-- START Data excerpts --

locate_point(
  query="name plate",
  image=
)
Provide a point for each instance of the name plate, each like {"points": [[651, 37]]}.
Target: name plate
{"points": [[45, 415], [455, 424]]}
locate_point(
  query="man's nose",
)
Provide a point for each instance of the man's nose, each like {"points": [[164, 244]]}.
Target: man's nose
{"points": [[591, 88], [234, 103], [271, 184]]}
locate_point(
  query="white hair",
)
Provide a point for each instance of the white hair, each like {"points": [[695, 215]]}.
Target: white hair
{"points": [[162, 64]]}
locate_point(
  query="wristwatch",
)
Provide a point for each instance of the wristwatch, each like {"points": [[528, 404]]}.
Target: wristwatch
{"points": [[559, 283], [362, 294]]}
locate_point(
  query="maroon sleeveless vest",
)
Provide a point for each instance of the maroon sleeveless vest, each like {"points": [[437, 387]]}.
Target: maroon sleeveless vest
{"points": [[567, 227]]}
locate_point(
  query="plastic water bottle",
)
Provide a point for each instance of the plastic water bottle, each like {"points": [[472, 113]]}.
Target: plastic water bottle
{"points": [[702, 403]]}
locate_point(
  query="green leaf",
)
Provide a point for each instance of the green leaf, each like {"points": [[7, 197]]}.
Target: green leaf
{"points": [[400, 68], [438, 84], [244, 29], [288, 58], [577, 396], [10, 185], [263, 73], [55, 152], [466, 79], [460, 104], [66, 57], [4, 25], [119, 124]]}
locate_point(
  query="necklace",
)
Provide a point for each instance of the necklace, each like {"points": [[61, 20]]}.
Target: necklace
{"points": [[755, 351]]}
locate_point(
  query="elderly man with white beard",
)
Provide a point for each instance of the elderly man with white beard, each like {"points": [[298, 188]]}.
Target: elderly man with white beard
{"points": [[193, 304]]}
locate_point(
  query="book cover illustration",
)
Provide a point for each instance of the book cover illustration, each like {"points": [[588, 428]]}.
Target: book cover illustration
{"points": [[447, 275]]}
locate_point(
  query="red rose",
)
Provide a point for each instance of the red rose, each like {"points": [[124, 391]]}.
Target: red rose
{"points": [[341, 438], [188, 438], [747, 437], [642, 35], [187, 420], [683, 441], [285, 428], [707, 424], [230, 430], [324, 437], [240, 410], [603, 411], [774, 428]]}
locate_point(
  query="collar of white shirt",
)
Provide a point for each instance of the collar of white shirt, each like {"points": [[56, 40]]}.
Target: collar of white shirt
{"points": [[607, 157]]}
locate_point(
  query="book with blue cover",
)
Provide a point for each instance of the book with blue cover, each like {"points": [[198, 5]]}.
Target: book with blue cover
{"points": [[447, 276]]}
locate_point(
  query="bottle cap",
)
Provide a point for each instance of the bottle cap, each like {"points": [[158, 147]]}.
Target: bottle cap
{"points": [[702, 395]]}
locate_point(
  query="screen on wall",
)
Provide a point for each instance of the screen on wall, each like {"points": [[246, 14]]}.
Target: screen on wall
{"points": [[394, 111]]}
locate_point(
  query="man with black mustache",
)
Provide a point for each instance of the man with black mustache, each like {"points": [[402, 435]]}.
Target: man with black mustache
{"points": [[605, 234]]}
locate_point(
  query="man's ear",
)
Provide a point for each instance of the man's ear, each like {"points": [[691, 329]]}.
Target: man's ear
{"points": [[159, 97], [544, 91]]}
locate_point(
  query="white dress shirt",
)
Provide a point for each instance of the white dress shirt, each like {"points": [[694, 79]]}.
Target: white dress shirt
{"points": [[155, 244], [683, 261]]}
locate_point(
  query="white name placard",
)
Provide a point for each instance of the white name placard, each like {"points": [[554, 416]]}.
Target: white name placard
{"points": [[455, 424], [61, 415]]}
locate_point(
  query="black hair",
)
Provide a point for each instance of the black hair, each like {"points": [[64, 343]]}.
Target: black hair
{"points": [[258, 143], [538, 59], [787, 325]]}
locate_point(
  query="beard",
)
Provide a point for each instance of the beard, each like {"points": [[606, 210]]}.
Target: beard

-- END Data excerpts --

Could you quote the material above in full, exactly as it stands?

Written response:
locate_point(
  query="name plate",
  image=
)
Provide a point for each instance of the name plate, each like {"points": [[651, 37]]}.
Target: name plate
{"points": [[45, 415], [455, 424]]}
locate_point(
  query="man's nose",
)
Provide a point for each instance of the man's nose, each like {"points": [[164, 244]]}.
Target: man's nose
{"points": [[591, 88], [234, 103], [271, 184]]}
locate_point(
  query="white hair",
)
Provide a point for each instance of the white hair, each like {"points": [[695, 215]]}.
Target: white hair
{"points": [[162, 64]]}
locate_point(
  query="wristwatch",
)
Provide a point for each instance of the wristwatch, each like {"points": [[528, 404]]}.
Target: wristwatch
{"points": [[559, 283], [362, 294]]}
locate_point(
  query="maroon sleeveless vest",
)
Provide a point for each instance of the maroon sleeveless vest, each like {"points": [[437, 387]]}.
Target: maroon sleeveless vest
{"points": [[567, 227]]}
locate_point(
  query="plastic water bottle",
)
Provide a point for each instance of the plastic water bottle, each like {"points": [[472, 113]]}.
Target: plastic water bottle
{"points": [[702, 403]]}
locate_point(
  query="green leaf",
)
Provide a point for each instance of the green leaf, each like {"points": [[7, 197]]}.
Target: green leaf
{"points": [[400, 68], [438, 84], [244, 29], [288, 58], [577, 396], [10, 185], [263, 73], [55, 152], [466, 79], [460, 104], [66, 57], [4, 25], [119, 124]]}
locate_point(
  query="necklace",
)
Provide a point for each instance of the necklace, each like {"points": [[61, 20]]}.
Target: necklace
{"points": [[755, 351]]}
locate_point(
  query="elderly man with white beard",
)
Provide a point for each instance of the elderly man with white beard, each like {"points": [[298, 188]]}.
Target: elderly man with white beard
{"points": [[193, 304]]}
locate_point(
  query="book cover illustration",
)
Provide a point for each instance of the book cover illustration, each like {"points": [[588, 428]]}.
Target: book cover illustration
{"points": [[447, 275]]}
locate_point(
  query="red rose",
)
Provide a point for each instance of the red rose, each like {"points": [[124, 391]]}.
Target: red rose
{"points": [[341, 438], [188, 438], [747, 437], [642, 35], [187, 420], [683, 441], [285, 428], [707, 424], [230, 430], [324, 437], [240, 410], [603, 411], [774, 428]]}
locate_point(
  query="collar of white shirt",
)
Provide a point for each instance of the collar of white shirt, each like {"points": [[56, 40]]}.
Target: collar of white shirt
{"points": [[607, 157]]}
locate_point(
  query="book with blue cover",
)
Provide a point for each instance of the book with blue cover, each like {"points": [[198, 5]]}.
Target: book with blue cover
{"points": [[447, 276]]}
locate_point(
  query="bottle cap",
)
Provide a point for each instance of the bottle cap, each like {"points": [[158, 147]]}.
Target: bottle cap
{"points": [[702, 395]]}
locate_point(
  query="screen on wall",
)
Provide a point for each instance of the screen on wall, each like {"points": [[246, 14]]}.
Target: screen on wall
{"points": [[394, 111]]}
locate_point(
  query="man with black mustache",
)
Provide a point for each instance of the man with black mustache, each like {"points": [[402, 435]]}.
Target: man with black mustache
{"points": [[605, 234]]}
locate_point(
  query="man's ear",
)
Provide a point for each instance of the man's ear, each like {"points": [[691, 329]]}.
Target: man's ear
{"points": [[159, 97], [544, 91]]}
locate_point(
  query="white dress shirt",
)
Provide a point for each instance of the white dress shirt, each like {"points": [[694, 79]]}.
Target: white dress shirt
{"points": [[155, 244], [683, 261]]}
locate_point(
  query="white name placard",
)
Provide a point for each instance of the white name placard, each like {"points": [[554, 416]]}.
Target: white name placard
{"points": [[455, 424], [61, 415]]}
locate_point(
  query="black hair",
)
Provide a point for each instance of the black hair, each like {"points": [[64, 343]]}.
Target: black hair
{"points": [[258, 143], [538, 59], [787, 325]]}
locate_point(
  query="beard",
)
Provide a point for each instance of the beard, each like {"points": [[606, 210]]}.
Target: beard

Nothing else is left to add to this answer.